**Goal:** Please edit the material from the line containing "Give the mask of every instance of the leaf" through the line containing "M122 161L130 169L147", replacing "evenodd" with "nonzero" and leaving everything else unchanged. Return only those lines.

**Dataset entries:**

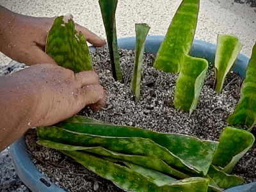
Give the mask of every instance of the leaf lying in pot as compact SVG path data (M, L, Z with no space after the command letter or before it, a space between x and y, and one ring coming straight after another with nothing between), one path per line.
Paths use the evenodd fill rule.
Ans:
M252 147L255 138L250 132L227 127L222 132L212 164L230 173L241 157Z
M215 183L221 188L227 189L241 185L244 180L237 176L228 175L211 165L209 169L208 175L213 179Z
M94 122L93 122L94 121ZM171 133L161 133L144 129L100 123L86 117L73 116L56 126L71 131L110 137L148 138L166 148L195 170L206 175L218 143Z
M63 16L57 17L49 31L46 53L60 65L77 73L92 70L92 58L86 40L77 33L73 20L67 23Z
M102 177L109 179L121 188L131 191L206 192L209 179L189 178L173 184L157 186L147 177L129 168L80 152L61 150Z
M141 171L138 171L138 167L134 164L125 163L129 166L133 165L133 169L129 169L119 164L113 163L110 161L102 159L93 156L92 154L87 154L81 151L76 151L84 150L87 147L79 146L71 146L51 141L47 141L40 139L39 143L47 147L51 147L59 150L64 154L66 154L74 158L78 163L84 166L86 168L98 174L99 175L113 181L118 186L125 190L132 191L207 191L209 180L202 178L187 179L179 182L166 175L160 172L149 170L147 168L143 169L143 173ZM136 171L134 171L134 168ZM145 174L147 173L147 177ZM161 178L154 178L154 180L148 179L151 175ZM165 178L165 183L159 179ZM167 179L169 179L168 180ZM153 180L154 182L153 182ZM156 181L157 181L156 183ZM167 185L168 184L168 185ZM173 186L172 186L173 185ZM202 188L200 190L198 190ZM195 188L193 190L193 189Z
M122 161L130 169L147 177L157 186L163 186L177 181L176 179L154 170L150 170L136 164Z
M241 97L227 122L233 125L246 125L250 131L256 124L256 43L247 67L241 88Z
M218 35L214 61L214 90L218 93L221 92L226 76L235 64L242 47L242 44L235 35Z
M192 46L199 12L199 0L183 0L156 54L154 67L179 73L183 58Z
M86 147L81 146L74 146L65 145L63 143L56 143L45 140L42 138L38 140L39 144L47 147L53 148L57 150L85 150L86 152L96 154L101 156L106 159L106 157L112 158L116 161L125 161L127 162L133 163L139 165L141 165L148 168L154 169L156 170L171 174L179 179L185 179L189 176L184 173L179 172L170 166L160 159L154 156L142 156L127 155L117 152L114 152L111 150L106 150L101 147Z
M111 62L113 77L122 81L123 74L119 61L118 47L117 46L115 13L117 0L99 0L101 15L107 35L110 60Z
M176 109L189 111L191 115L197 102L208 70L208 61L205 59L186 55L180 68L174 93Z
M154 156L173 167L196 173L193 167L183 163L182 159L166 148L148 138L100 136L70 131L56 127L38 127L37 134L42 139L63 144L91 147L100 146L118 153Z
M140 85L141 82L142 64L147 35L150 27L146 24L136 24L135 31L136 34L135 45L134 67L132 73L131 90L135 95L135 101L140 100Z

--

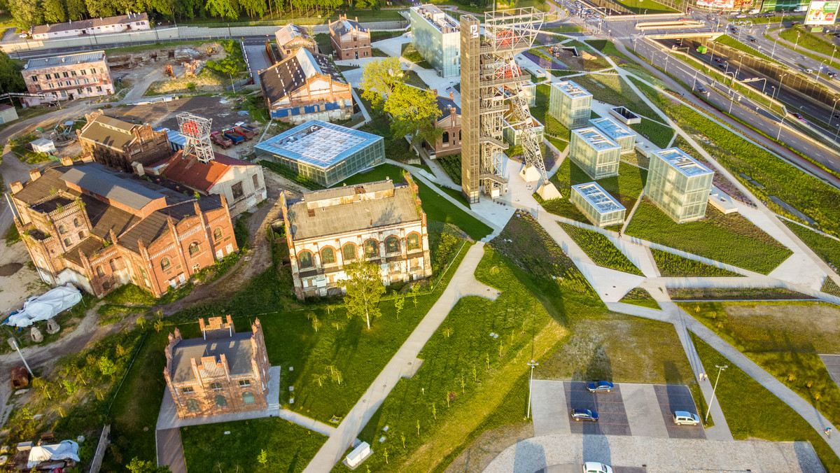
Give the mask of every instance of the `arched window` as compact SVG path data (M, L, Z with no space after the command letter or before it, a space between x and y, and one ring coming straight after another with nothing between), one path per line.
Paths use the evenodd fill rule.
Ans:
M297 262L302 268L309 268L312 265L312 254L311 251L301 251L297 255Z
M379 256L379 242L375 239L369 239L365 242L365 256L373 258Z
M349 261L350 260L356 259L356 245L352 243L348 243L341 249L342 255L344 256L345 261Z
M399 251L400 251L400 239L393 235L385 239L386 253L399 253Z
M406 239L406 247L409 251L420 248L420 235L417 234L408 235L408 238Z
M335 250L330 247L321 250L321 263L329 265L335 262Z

**Answer for the task:**
Give the mask of every instance of the leaf lying in pot as compact SVG path data (M, L, Z with no space after the command letter or before it, a space between x and y, and one ring coming straight after another with nothing between), one path per line.
Paths use the nonzero fill rule.
Ans:
M252 147L255 138L250 132L227 127L222 132L212 164L230 173L241 157Z
M215 183L221 188L227 189L241 185L244 180L237 176L228 175L211 165L209 169L208 175L213 179Z
M94 122L93 122L94 121ZM171 133L161 133L144 129L100 123L86 117L73 116L56 126L71 131L110 137L148 138L166 148L195 170L206 175L218 143Z
M63 16L57 17L49 31L46 53L60 65L77 73L92 70L92 58L86 40L77 33L73 20L67 23Z
M102 177L109 179L121 188L131 191L206 192L209 179L189 178L173 184L157 186L147 177L129 168L80 152L61 150Z
M141 171L138 171L138 167L134 164L125 163L129 166L133 165L133 169L129 169L119 164L113 163L110 161L102 159L93 156L92 154L87 154L81 151L76 151L84 150L87 147L79 146L71 146L51 141L47 141L40 139L39 143L47 147L51 147L59 150L64 154L66 154L74 158L78 163L84 166L86 168L98 174L99 175L113 181L118 186L125 190L132 191L207 191L209 180L202 178L187 179L179 182L166 175L160 172L149 170L147 168L143 169L143 173ZM136 171L134 171L134 168ZM145 174L147 173L147 177ZM161 178L154 178L154 180L148 179L151 175ZM165 178L165 183L159 179ZM167 179L169 179L168 180ZM153 180L154 182L153 182ZM156 181L157 181L156 183ZM167 185L168 184L168 185ZM173 186L172 186L173 185ZM202 188L200 190L198 190ZM195 188L193 190L193 189Z
M122 161L130 169L147 177L157 186L163 186L177 181L176 179L154 170L150 170L136 164Z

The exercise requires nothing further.